▶ **READING PASSAGE**
--
Today is Blog for Choice Day, marking the 36th anniversary of Roe v. Wade. The official topic is what action we’d most like to see the Obama Administration take on reproductive justice. My official response is brief because I think the first steps are pretty straightforward:
- Repeal the Mexico City policy aka the Global Gag Rule.
- Reverse the HHS “conscience clause” that allows health care providers to capriciously deny any service, including birth control (see the recent case of a nurse who removed an IUD against the patient’s will although the new rule is not yet even in effect!).
- Require age-appropriate comprehensive sex education in every school in America.
How’s that for a start?
But I’m not in an especially policy-wonky mood today, and to be honest, I’m not much worried about Obama dropping the ball on women’s health. He’s more likely to be too timid on the economy or Iraq.
Instead, I’d like to tell a story. It’s a morality tale with a somewhat unlikely lesson: that the decision to terminate a pregnancy can be profoundly pro-life. While I promise it’ll loop back to reproductive rights, the story begins with one man’s health crisis.
In August 2004, a family of four was vacationing in Berlin, Germany. One evening, the man complained of severe pain in his limbs. The pain rapidly grew worse. Within a few hours, the agony was so overwhelming that he could hardly speak, hardly walk. The woman woke the downstairs neighbor, asked him to guard the children, and rushed to the ER, where her husband was admitted.
--
▶ **ASSIGNMENT 1**
Answer from the Blog for Choice Day post:
(a) Which anniversary of Roe v. Wade does Blog for Choice Day mark?
(b) What does the HHS "conscience clause" allow health care providers to do?
(c) In which city was the family of four vacationing in August 2004?
▶ **ASSIGNMENT 2**
Write the next few paragraphs of the Blog for Choice Day post, picking up the Berlin story right after the husband is admitted to the ER.
The records are separate material and have no connection to the Blog for Choice Day post.
--
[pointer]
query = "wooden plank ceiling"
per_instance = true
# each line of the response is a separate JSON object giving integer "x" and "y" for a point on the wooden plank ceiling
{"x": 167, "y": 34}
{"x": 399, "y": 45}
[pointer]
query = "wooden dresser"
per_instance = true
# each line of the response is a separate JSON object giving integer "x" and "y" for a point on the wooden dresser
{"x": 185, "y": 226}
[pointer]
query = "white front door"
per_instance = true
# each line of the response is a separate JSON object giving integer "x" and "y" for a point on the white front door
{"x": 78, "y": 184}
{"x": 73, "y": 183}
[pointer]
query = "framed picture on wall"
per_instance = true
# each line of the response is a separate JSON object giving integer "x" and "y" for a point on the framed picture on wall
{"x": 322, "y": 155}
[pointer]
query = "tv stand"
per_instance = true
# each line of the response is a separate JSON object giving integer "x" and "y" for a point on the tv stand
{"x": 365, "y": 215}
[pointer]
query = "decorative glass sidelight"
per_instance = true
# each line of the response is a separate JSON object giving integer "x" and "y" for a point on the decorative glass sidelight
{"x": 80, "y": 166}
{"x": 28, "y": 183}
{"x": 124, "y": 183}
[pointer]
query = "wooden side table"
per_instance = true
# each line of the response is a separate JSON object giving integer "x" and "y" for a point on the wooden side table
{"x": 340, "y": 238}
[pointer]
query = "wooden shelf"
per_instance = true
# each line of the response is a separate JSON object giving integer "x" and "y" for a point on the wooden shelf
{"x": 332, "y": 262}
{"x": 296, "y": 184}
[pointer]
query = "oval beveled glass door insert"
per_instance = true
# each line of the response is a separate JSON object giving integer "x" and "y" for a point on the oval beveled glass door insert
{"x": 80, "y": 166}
--
▶ **EXERCISE OUTPUT 1**
(a) The 36th anniversary.
(b) It allows them to capriciously deny any service, including birth control.
(c) Berlin, Germany.

▶ **EXERCISE OUTPUT 2**
Several days passed, and the husband was losing his ability to walk. His left hand was paralyzed and most of his right arm. He was in excruciating pain, 11 on a 10-point scale, no matter how much morphine he got. The doctors had no explanation, no name for what was happening. An Austrian neurologist was sanguine that he’d recover fully, but he gave no diagnosis and the paralysis continued to progress. Besides, the doctors’ attention was monopolized by a suspicious “Raumfordering,” whatever that was. (The doctors did rounds at 7 a.m. and wouldn’t answer phone inquiries, while the husband was too drugged to be a very reliable reporter, so the wife felt very much in the dark.)
The wife spent her nights googling various symptoms, wondering if it was Guillain-Barre (it wasn’t) or any number of other nerve disorders. (A few years later, a neurologist in Columbus gave the most plausible explanation: MADSAM, a disorder in which the the myelin of peripheral nerves is attacked and destroyed.) All that googling revealed just one thing: a Raumforderung is a mass. Her husband had a chest mass. A day or two later, the cancer diagnosis was confirmed.
About a week into this adventure, she realized her period was several days late.
She knew that if she were pregnant, she couldn’t go through with it. Her husband was lying in the hospital with cancer and paralysis. The hospital called her daily demanding an immediate cash payment of 10,000 euros (roughly $12,000) because they had no contracts with the family’s American insurer. She had two very young children, aged four and 14 months. Her mother was in California, an ocean and a continent away. Her best girlfriend in Berlin was helping with the kids but had to return to work again. She was drowning already; how could she stay afloat with the heavy fatigue and the 24/7 nausea that she vividly recalled from her two pregnancies?
Any abortion under those circumstances would have been a pro-life abortion. It would have been to protect the lives of her family – including her own – in a situation where time, energy, and money were already unbearably strained. (In fact, she had to appeal to her dad for money, and bless him, he wired what was needed.)
As you’ve probably surmised, that woman was me. As it turned out, I wasn’t pregnant. I hadn’t eaten, I hadn’t slept, and I’d lost close to ten pounds in just over a week. Anyone in a calm state of mind probably would’ve done the math and realized that the stress had made me late. I wasn’t calm, I was overwrought, and so nothing computed.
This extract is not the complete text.